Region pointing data
^^^^
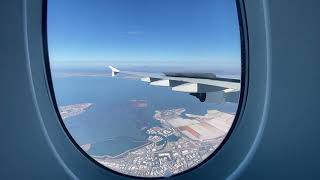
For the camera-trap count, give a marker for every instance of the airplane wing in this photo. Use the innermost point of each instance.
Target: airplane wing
(207, 87)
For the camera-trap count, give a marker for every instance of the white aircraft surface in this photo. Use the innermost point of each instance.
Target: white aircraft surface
(207, 87)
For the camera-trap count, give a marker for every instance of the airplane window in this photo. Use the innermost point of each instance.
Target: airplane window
(145, 88)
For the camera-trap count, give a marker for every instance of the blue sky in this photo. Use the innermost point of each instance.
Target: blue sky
(149, 32)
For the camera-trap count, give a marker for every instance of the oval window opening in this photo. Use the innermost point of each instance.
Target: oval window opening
(145, 88)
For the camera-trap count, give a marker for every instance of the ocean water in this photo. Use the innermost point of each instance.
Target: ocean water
(116, 123)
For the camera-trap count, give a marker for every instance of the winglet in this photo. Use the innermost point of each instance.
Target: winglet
(114, 71)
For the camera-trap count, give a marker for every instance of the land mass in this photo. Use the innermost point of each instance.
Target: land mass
(73, 110)
(181, 143)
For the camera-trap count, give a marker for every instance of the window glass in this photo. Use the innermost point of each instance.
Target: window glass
(147, 88)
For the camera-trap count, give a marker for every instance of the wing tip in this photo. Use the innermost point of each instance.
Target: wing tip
(114, 71)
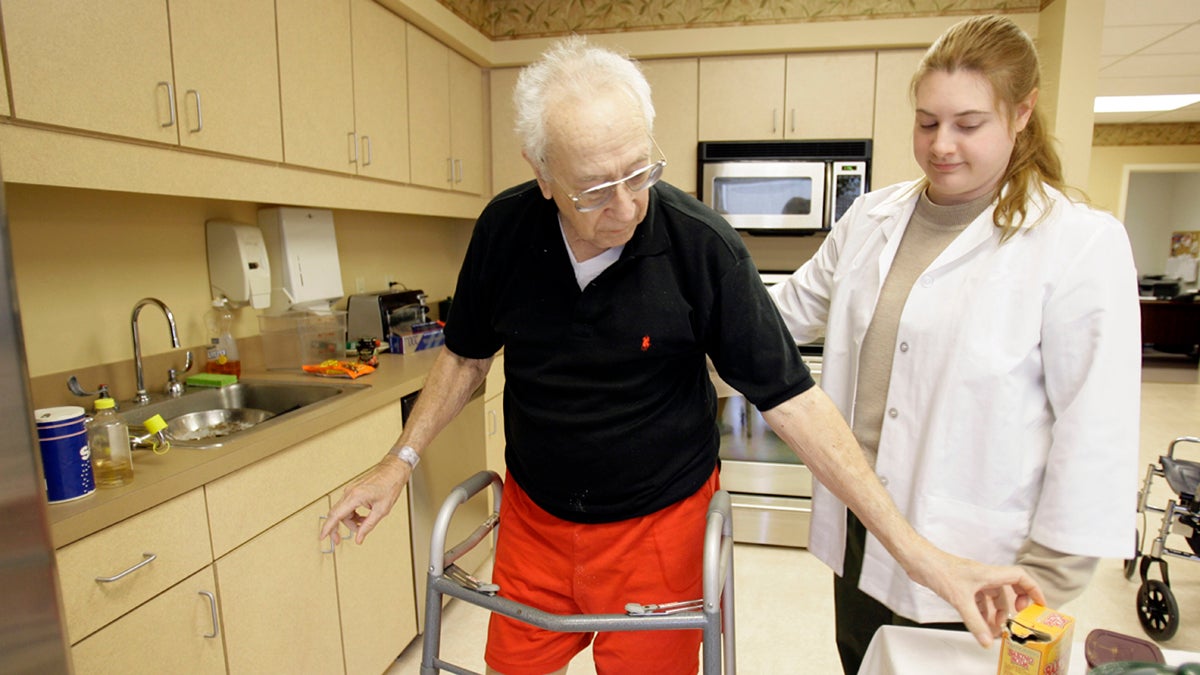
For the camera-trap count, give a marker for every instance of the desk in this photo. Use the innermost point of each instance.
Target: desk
(899, 650)
(1170, 327)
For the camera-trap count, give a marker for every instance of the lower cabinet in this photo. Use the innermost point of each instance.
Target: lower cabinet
(279, 596)
(177, 632)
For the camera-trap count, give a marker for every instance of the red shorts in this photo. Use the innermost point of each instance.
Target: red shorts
(565, 567)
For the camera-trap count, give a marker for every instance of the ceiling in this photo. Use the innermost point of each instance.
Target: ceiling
(1150, 47)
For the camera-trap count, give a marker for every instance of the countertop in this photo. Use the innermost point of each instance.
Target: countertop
(160, 478)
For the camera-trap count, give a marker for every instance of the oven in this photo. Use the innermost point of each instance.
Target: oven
(769, 487)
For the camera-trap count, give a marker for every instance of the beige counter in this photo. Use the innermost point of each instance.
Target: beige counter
(159, 478)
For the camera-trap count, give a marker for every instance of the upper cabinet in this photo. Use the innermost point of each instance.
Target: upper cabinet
(317, 84)
(445, 117)
(787, 96)
(207, 78)
(100, 66)
(227, 77)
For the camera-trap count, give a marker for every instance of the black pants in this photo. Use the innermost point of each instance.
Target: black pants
(859, 615)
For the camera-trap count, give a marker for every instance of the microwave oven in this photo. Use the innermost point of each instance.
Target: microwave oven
(783, 186)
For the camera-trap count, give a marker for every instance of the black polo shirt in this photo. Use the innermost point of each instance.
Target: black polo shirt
(609, 411)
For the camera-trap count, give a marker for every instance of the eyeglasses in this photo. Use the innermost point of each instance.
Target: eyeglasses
(598, 196)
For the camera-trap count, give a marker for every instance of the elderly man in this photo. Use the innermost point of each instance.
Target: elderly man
(607, 290)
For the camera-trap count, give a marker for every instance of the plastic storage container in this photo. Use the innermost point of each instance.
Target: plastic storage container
(221, 356)
(295, 339)
(108, 438)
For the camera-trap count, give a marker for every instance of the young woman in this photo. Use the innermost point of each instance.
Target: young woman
(982, 336)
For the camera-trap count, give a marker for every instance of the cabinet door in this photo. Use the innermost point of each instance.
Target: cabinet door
(316, 84)
(467, 124)
(381, 91)
(375, 592)
(509, 167)
(429, 109)
(227, 76)
(831, 95)
(102, 65)
(676, 97)
(279, 597)
(892, 159)
(177, 632)
(742, 97)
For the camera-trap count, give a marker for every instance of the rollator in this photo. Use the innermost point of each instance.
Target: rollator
(713, 613)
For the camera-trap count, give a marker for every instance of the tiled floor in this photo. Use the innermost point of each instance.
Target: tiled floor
(784, 596)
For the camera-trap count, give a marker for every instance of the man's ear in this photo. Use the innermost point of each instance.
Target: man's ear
(543, 181)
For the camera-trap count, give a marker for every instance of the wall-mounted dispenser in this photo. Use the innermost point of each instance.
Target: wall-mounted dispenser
(305, 269)
(239, 268)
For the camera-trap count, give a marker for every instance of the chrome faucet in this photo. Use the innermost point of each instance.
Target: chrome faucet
(142, 396)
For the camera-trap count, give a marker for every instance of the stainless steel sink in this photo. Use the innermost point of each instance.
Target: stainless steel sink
(209, 418)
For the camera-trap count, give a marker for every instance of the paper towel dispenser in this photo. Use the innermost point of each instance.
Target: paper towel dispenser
(239, 268)
(303, 248)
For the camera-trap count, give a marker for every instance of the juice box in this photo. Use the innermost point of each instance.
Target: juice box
(1037, 641)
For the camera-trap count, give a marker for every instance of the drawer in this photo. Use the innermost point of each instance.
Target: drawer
(253, 499)
(175, 533)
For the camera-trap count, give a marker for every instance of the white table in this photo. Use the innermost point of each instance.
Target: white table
(899, 650)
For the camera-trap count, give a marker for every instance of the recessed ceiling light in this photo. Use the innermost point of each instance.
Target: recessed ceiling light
(1143, 103)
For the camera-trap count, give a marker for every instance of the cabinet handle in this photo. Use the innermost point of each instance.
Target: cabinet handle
(213, 605)
(149, 559)
(171, 103)
(321, 520)
(199, 114)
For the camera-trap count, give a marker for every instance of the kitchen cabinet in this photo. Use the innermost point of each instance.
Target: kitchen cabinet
(279, 598)
(375, 592)
(892, 159)
(204, 78)
(317, 84)
(179, 631)
(801, 96)
(675, 90)
(445, 117)
(109, 573)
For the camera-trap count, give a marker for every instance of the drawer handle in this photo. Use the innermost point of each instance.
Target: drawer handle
(213, 605)
(149, 559)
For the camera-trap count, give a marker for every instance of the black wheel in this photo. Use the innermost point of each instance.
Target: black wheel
(1157, 610)
(1131, 566)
^^^^
**Problem**: From the line that contains "of the kitchen" through the end of the records above, print every line exactly and nothing else.

**Result below**:
For the camera-trap count, give a marker for every instance of the kitchen cabinet in this photo. Use the innermost point of each instance.
Target: kitchen cabinet
(279, 598)
(375, 592)
(892, 159)
(204, 78)
(317, 84)
(179, 631)
(801, 96)
(675, 90)
(445, 117)
(109, 573)
For the camera-trap count, give a marker for every instance of the drawer handle in this photo. Use the innermost point of each instance.
Target: drawer handle
(213, 605)
(149, 559)
For the camera-trap count, give a marker for every instance of the black wheel in this photo. Use the innermost point of each instance.
Target: black wheel
(1157, 610)
(1131, 566)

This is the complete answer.